F#/OCaml: How to avoid duplicate pattern match? - f#

Have a look at this F#/OCaml code:
type AllPossible =
| A of int
| B of int*int
| ...
| Z of ...
let foo x =
....
match x with
| A(value) | B(value,_) -> (* LINE 1 *)
(* do something with the first (or only, in the case of A) value *)
...
(* now do something that is different in the case of B *)
let possibleData =
match x with
| A(a) -> bar1(a)
| B(a,b) -> bar2(a+b)
| _ -> raise Exception (* the problem - read below *)
(* work with possibleData *)
...
| Z -> ...
So what is the problem?
In function foo, we pattern match against a big list of types.
Some of the types share functionality - e.g. they have common
work to do, so we use "|A | B ->" in LINE 1, above.
We read the only integer (in the case of A), or the first integer
(in the case of B) and do something with it.
Next, we want to do something that is completely different, depending
on whether we work on A or B (i.e. call bar1 or bar2).
We now have to pattern match again, and here's the problem: In this
nested pattern match, unless we add a 'catchAll' rule (i.e. '_'),
the compiler complains that we are missing cases - i.e. it doesn't
take into account that only A and B can happen here.
But if we add the catchAll rule, then we have a far worse problem:
if at some point we add more types in the list of LINE1
(i.e. in the line '|A | B ->' ... then the compiler will NOT help
us in the nested match - the '_' will catch them, and a bug will
be detected at RUNTIME. One of the most important powers of
pattern matching - i.e. detecting such errors at compile-time - is lost.
Is there a better way to write this kind of code, without having
to repeat whatever work is shared amongst A and B in two separate
rules for A and B? (or putting the A-and-B common work in a function
solely created for the purpose of "local code sharing" between A and B?)

(Named-object pointing records)
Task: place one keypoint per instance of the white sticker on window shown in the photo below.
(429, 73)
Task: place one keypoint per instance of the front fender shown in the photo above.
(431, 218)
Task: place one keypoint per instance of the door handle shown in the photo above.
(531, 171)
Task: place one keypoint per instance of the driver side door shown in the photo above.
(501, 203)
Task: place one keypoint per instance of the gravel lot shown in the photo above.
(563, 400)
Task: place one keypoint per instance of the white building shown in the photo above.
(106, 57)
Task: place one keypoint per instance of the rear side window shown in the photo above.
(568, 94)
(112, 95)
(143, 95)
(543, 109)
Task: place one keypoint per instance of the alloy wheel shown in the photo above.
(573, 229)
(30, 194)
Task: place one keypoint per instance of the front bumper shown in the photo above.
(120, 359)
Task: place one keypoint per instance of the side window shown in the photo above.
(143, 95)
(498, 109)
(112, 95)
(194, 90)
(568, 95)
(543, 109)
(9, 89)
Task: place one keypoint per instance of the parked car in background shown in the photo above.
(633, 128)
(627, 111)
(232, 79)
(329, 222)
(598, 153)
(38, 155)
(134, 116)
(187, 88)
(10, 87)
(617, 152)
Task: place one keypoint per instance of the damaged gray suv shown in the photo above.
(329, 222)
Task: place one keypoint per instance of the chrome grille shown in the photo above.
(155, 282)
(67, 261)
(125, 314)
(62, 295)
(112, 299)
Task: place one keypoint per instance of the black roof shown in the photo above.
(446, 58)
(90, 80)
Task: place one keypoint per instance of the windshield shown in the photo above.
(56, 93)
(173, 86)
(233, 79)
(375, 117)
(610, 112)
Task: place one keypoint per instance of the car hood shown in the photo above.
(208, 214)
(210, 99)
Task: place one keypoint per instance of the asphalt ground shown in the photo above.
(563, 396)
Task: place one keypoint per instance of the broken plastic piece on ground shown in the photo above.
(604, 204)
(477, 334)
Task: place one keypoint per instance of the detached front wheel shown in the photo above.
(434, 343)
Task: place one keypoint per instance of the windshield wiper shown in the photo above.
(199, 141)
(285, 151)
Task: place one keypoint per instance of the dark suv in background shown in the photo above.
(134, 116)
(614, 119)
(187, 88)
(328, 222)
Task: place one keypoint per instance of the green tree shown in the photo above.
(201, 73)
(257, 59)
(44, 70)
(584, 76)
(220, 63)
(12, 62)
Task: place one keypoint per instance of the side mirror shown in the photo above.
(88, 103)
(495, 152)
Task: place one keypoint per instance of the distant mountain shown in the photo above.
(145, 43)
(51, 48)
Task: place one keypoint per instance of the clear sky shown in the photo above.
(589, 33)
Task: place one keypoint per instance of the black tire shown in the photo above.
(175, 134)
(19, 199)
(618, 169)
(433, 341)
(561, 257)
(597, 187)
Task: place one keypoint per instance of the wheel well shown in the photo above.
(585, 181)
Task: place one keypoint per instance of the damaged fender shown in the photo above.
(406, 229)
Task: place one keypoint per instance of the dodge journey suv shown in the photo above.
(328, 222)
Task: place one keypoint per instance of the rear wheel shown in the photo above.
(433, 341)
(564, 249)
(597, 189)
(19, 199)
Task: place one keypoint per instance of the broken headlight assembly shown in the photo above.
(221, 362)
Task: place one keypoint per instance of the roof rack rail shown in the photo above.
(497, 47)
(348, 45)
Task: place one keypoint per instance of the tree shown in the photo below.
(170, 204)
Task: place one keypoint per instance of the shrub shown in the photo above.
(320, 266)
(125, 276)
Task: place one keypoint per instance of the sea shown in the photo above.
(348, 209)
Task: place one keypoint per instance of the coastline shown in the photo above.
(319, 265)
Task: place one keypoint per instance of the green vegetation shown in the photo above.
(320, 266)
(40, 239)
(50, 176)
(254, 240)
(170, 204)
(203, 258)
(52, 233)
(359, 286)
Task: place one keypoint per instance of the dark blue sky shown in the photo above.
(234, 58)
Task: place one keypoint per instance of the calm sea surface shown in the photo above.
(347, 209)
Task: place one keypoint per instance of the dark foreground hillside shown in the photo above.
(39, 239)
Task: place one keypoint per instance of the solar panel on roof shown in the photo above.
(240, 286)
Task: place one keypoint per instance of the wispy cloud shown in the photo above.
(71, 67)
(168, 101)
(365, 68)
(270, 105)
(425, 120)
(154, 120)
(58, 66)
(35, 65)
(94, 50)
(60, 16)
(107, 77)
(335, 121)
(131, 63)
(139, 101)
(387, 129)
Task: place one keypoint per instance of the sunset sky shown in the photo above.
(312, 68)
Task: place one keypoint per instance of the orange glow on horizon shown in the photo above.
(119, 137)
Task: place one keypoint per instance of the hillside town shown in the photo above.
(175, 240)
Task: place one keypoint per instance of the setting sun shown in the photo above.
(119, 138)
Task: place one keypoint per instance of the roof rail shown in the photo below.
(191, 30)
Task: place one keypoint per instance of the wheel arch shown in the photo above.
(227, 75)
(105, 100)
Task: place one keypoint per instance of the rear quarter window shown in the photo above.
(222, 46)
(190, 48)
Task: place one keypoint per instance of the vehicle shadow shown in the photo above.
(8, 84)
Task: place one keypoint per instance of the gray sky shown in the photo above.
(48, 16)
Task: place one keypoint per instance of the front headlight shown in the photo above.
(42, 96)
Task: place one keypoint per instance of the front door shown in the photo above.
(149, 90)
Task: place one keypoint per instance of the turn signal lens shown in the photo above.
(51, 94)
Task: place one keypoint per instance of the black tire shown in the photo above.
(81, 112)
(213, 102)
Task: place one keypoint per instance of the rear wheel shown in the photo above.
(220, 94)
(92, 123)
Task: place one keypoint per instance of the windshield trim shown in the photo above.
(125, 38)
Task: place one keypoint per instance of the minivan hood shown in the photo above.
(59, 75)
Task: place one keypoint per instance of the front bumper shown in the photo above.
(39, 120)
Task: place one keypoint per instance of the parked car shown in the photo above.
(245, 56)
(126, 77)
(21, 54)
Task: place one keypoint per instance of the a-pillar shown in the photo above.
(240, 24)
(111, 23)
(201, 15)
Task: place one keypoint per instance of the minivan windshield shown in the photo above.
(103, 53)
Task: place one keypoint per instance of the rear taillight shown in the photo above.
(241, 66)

[Directions]:
**A)** In the pattern-matching question, when will a bug be detected if more types are added to LINE 1 while the catchAll rule is present?
**B)** Translate this sentence from the pattern-matching question into Spanish: "In function foo, we pattern match against a big list of types."

[Answers in order]:
**A)** At runtime.

**B)** En la función foo, hacemos coincidencia de patrones contra una larga lista de tipos.